--- What is asked ---
Rewrite the listing from the line that has "Find the glass" through the end of the listing, both ends included, keeping each request as it stands. In the answers, scale every x and y coordinate by 1.25 and round it to a whole number, with halves rounding up.

--- Material to process ---
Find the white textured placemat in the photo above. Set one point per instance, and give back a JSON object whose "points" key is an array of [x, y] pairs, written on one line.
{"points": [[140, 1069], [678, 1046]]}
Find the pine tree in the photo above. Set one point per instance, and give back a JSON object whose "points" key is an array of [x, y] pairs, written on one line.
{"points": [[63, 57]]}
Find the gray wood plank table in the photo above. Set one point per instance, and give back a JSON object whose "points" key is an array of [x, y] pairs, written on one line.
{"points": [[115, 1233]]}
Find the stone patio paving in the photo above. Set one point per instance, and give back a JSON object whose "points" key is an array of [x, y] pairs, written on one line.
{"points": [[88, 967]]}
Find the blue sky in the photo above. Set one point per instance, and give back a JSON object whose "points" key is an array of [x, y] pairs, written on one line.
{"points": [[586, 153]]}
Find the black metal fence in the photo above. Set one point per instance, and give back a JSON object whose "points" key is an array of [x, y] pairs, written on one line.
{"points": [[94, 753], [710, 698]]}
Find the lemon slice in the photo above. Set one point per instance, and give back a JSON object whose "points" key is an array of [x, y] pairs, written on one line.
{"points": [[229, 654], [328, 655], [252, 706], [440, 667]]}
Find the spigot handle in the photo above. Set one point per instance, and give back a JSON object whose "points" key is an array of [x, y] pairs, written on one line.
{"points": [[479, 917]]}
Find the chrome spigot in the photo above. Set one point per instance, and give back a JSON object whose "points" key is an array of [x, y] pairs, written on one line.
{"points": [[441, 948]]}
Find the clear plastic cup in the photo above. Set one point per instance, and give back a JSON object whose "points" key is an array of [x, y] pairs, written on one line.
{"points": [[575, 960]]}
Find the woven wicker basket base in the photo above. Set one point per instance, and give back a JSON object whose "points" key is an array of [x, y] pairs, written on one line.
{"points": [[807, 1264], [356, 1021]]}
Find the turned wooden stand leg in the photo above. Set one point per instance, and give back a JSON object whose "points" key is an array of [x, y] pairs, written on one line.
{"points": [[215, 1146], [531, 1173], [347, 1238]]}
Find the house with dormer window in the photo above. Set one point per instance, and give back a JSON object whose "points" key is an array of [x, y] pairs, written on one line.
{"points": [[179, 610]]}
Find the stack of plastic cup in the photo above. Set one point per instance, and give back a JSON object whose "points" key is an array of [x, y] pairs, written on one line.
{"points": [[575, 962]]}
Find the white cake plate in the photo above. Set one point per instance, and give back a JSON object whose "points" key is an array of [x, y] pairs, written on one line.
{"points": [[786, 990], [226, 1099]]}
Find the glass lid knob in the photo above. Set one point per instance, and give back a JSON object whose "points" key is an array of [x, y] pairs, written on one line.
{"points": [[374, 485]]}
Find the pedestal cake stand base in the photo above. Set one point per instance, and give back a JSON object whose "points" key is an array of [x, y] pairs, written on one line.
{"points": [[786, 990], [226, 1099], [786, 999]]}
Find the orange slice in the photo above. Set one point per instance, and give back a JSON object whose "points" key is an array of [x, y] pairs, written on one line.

--- Written answer ---
Find the glass lid knob in the photo above. Set one point per instance, and give back a JSON object whose "points" key is an array of [x, y] pairs, written on one line.
{"points": [[468, 606]]}
Find the pedestal cake stand base in the photo above. Set one point per instance, and give back a JSON object whose "points" key is an array of [x, y] pairs, written on one line.
{"points": [[983, 1238], [283, 1374], [983, 1249]]}
Find the orange slice in the photo above. Set one point per instance, and give back a JSON object whose "points" key is an array of [x, y] pairs, written on one line.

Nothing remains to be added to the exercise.